RECORDS SHOWN =>
§ §
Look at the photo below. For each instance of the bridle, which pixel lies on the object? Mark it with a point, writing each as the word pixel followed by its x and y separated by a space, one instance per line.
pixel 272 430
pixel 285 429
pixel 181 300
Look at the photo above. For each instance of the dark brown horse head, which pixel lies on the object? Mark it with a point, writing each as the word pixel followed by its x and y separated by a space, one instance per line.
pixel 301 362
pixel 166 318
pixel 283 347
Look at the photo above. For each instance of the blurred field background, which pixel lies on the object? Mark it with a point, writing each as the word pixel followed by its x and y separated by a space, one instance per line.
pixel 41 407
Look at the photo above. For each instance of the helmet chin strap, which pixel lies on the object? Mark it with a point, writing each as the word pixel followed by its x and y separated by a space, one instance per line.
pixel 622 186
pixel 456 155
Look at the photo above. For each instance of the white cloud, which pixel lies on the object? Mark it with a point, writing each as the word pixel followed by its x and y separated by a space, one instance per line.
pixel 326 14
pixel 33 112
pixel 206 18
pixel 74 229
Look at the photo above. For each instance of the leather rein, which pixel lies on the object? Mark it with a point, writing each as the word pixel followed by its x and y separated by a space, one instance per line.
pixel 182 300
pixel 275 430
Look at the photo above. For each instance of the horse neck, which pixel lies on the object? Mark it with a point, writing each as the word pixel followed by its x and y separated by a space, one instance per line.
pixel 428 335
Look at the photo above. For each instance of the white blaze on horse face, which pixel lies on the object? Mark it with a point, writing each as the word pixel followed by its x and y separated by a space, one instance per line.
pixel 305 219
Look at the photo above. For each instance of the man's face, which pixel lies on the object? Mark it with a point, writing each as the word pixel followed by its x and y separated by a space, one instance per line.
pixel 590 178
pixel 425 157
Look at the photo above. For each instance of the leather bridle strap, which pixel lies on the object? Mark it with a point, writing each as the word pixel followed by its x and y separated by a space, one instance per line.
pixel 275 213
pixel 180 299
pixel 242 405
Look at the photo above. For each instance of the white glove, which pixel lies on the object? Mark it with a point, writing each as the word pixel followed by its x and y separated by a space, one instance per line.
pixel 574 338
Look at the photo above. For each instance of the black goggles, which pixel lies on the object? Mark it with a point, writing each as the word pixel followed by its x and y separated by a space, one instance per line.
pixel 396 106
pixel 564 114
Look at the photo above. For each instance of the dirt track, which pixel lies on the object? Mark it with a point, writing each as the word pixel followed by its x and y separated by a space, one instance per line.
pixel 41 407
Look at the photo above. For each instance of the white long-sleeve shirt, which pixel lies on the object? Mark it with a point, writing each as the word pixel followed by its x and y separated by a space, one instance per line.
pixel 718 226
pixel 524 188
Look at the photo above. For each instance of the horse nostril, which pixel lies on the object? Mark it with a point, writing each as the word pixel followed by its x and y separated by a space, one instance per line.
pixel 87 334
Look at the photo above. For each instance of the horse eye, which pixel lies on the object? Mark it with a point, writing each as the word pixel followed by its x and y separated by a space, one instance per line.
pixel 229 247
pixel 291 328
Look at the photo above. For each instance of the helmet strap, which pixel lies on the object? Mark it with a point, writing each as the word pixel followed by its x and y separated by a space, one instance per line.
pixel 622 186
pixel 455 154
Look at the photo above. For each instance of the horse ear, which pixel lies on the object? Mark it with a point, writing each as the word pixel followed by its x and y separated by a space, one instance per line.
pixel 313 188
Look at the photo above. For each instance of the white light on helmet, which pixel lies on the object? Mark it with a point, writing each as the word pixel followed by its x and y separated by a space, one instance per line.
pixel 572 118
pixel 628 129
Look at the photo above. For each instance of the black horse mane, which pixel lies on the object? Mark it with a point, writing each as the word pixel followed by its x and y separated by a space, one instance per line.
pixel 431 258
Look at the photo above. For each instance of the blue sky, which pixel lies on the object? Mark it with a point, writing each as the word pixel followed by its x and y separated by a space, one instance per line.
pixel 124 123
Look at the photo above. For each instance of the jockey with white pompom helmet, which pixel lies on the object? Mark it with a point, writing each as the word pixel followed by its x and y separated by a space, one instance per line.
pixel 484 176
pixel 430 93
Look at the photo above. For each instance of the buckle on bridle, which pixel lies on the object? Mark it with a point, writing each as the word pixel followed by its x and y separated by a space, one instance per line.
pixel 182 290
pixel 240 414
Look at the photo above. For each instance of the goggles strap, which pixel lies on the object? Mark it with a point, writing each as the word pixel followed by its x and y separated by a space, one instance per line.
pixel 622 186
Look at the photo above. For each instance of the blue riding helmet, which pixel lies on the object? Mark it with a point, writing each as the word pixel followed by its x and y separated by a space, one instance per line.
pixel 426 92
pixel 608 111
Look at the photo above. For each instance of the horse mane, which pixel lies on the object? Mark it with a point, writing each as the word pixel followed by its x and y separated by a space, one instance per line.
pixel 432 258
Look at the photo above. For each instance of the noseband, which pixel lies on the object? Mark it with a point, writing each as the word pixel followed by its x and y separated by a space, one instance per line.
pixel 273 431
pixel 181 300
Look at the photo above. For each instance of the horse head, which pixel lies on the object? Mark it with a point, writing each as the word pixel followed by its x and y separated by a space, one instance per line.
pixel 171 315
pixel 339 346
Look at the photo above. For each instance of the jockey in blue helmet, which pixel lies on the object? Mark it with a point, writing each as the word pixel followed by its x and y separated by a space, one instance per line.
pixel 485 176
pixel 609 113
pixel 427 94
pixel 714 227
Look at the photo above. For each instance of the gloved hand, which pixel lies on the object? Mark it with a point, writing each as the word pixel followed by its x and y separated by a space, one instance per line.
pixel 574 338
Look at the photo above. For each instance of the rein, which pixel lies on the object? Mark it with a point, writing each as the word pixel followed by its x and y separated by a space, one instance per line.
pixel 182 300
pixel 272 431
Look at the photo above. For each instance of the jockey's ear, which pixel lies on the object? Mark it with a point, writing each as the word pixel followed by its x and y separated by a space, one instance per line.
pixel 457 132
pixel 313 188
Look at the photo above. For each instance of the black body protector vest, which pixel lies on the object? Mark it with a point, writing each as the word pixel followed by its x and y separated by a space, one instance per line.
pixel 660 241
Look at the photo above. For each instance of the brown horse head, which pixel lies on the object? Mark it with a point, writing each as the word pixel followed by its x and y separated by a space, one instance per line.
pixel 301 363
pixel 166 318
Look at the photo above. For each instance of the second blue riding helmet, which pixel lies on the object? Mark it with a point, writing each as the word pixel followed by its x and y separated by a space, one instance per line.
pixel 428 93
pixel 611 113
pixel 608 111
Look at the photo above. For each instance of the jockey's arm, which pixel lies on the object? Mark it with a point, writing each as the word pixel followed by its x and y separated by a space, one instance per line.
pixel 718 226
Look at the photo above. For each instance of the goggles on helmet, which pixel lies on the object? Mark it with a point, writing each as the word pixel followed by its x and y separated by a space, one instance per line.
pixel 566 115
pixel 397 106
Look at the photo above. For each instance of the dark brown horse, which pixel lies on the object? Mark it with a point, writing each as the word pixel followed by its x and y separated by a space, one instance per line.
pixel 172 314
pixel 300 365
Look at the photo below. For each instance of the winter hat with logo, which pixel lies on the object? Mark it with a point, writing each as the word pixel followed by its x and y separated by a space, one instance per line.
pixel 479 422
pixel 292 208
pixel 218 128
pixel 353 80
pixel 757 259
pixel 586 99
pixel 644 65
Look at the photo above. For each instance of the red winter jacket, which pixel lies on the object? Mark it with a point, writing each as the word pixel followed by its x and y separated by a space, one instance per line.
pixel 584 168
§ §
WHAT IS ASKED => What do the records say? Quote them all exactly.

EXERCISE RESULT =>
Look at the photo below. For each instance of the bridle, which pixel lies on the object? Mark it with a point, writing each as the word pixel followed by its x and y separated by a space, one instance per line.
pixel 272 430
pixel 285 429
pixel 181 300
Look at the photo above. For each instance of the dark brown horse head, which pixel lies on the object? Mark it with a point, writing each as the word pixel followed by its x and y separated by a space, one instance per line.
pixel 301 362
pixel 166 318
pixel 283 347
Look at the photo above. For each instance of the blurred field background, which pixel lies on the object? Mark it with a point, writing each as the word pixel followed by its x and y separated by a space, one instance per line.
pixel 41 407
Look at the photo above. For each instance of the helmet chin strap, which pixel lies on the object? Mark it with a point, writing each as the word pixel followed by its x and y separated by a space, one instance per line.
pixel 622 186
pixel 456 155
Look at the photo above. For each instance of the white cloud, which pixel lies on the object? Mark it with a point, writing each as the word pixel followed by its x and y separated by a space, one instance per line.
pixel 326 14
pixel 33 112
pixel 206 18
pixel 74 229
Look at the photo above. For each instance of the leather rein, which pixel lies on the object? Mark it with a point, writing each as the word pixel followed by its x and y separated by a space, one instance per line.
pixel 182 300
pixel 275 430
Look at the photo above. For each instance of the horse neck, which pixel lies on the object? Mark it with a point, writing each as the word pixel followed by its x and y separated by a space, one instance per line.
pixel 428 335
Look at the photo above. For each instance of the white blaze on horse face, which pixel lies on the object? Mark it with a point, writing each as the word pixel followed by its x and y separated by a space, one instance per line.
pixel 305 219
Look at the photo above. For each instance of the man's face, which pixel lies on the object? Mark it with a point, writing each as the word pixel followed by its x and y separated by a space, one instance per line.
pixel 590 178
pixel 425 157
Look at the photo above. For each instance of the leather bridle strap, which pixel lies on the object? Mark it with a point, writing each as the word pixel followed by its x and y separated by a space, one instance per line.
pixel 275 213
pixel 180 299
pixel 242 405
Look at the photo above. For each instance of the white glove, which pixel lies on the object? Mark it with a point, writing each as the word pixel followed by its x and y separated by a space, one instance per line.
pixel 574 338
Look at the photo above. For each instance of the black goggles, which pixel lies on the object? Mark it with a point, writing each as the word pixel followed by its x and y separated by a space, one instance per line.
pixel 396 106
pixel 564 114
Look at the photo above. For each instance of the dirt track, which pixel lies on the object? Mark it with a point, writing each as the word pixel followed by its x and y separated by a space, one instance per line.
pixel 41 407
Look at the photo above. For each instance of the white long-sleeve shirt, which pixel lies on the object? Mark it with a point, writing each as the word pixel followed by its x and y separated by a space, one instance per line.
pixel 718 226
pixel 524 188
Look at the photo above. For each instance of the horse nostril, which pixel lies on the object? Mark it with a point, writing each as the word pixel followed by its x and y separated by a space, one instance per line.
pixel 87 334
Look at the photo above. For each instance of the horse eye, which pixel lies on the object? Mark it with a point, writing each as the word pixel followed by its x and y separated by a space, one instance per line.
pixel 229 247
pixel 291 328
Look at the photo above. For each instance of the helmet strap, which pixel lies on the object? Mark it with a point, writing each as the word pixel followed by its x and y separated by a space, one instance per line.
pixel 622 186
pixel 455 154
Look at the photo above. For each instance of the horse ear, which pixel lies on the object? Mark it with a point, writing each as the word pixel followed by its x and y separated by a space, one instance per line.
pixel 313 188
Look at the photo above. For each instance of the white light on helmet, which pixel lies on the object? Mark it with a point, writing each as the word pixel followed by its x and y separated by a space, one instance per line.
pixel 572 118
pixel 628 129
Look at the photo above. For each instance of the black horse mane, which pixel lies on the object? Mark it with a point, writing each as the word pixel followed by its x and y separated by a space, one instance per line.
pixel 431 258
Look at the photo above. For each instance of the blue sky, which pixel lies on the object? Mark it with a point, writing each as the word pixel followed by its x and y separated by a space, one instance per line.
pixel 124 123
Look at the photo above. For each instance of the jockey with white pompom helmet, which pixel lies on the object? Mark it with a point, writing each as the word pixel followed by its x and y separated by a space, one instance per line.
pixel 484 176
pixel 430 93
Look at the photo above. For each instance of the buckle on bridle, which pixel lies on the object? Mark it with a point, writing each as the word pixel followed by its x and y separated by a space, one instance per line.
pixel 182 290
pixel 240 414
Look at the photo above. For each instance of the goggles strap, which pixel lies on the object? Mark it with a point, writing each as the word pixel followed by its x and y separated by a space, one instance per line.
pixel 622 186
Look at the photo above. For each instance of the blue riding helmet, which pixel lies on the object? Mark it with a point, writing each as the word pixel followed by its x and y separated by a space, one instance per line.
pixel 426 92
pixel 608 111
Look at the photo above. For each instance of the horse mane, which pixel lies on the object? Mark it with a point, writing each as the word pixel followed by its x and y separated by a space, one instance per line.
pixel 432 258
Look at the photo above. For each instance of the noseband, which pixel lies on the object? Mark it with a point, writing each as the word pixel followed by its x and y separated by a space, one instance per line.
pixel 273 431
pixel 181 300
Look at the photo above. For each instance of the horse head, which pixel lies on the object? Mark it with a point, writing each as the word pixel followed by its x and y separated by a space, one instance per line.
pixel 171 315
pixel 339 346
Look at the photo above. For each instance of the jockey in blue helmet, which pixel lies on the object? Mark it with a point, writing each as the word pixel followed by its x and y separated by a space, one instance per line.
pixel 485 176
pixel 609 113
pixel 427 94
pixel 714 227
Look at the photo above. For each instance of the gloved hand, which pixel lies on the object? Mark it with a point, writing each as the word pixel followed by its x and y separated by a space, one instance per line.
pixel 574 338
Look at the photo above. For each instance of the rein, which pixel lies on the object? Mark it with a point, writing each as the word pixel followed by its x and y separated by a space, one instance per line.
pixel 182 300
pixel 272 431
Look at the photo above. For each instance of the jockey's ear, which pixel lies on the object? Mark it with a point, writing each as the word pixel followed by its x and y separated by a space, one instance per line.
pixel 457 132
pixel 313 188
Look at the photo above. For each instance of the black body protector vest, which pixel lies on the object? Mark it with a point, writing each as the word pixel followed by its x and y separated by a space, one instance per line.
pixel 660 241
Look at the photo above. For each instance of the brown horse head, which pixel lies on the object? Mark it with a point, writing each as the word pixel followed by its x and y separated by a space, one instance per line.
pixel 301 363
pixel 166 318
Look at the photo above. For each instance of the second blue riding helmet, which pixel lies on the object? Mark it with a point, writing each as the word pixel followed by its x and y separated by a space, one instance per line.
pixel 428 93
pixel 611 113
pixel 608 111
Look at the photo above. For each instance of the jockey's arm, which pixel lies on the object? Mark it with a point, writing each as the word pixel followed by its x and y separated by a space, one instance per line.
pixel 718 226
Look at the photo above. For each instance of the goggles on helmet, which pixel lies on the object? Mark it with a point, writing each as the word pixel followed by its x and y separated by a space, one instance per line.
pixel 566 115
pixel 397 106
Look at the photo above. For each instance of the dark brown horse, which pixel lies on the object? Mark it with a point, writing each as the word pixel followed by its x and y separated by a space, one instance per line.
pixel 172 314
pixel 300 365
Look at the photo below. For each instance of the winter hat with logo, which pixel lies on the object? Mark it with a point, writing each as the word pixel followed by its x and y separated by a space, one instance per line.
pixel 479 422
pixel 292 208
pixel 218 128
pixel 353 80
pixel 757 259
pixel 586 99
pixel 644 65
Look at the photo above. For each instance of the red winter jacket, which pixel lies on the object? Mark it with a point, writing each as the word pixel followed by its x and y separated by a space, one instance per line.
pixel 584 168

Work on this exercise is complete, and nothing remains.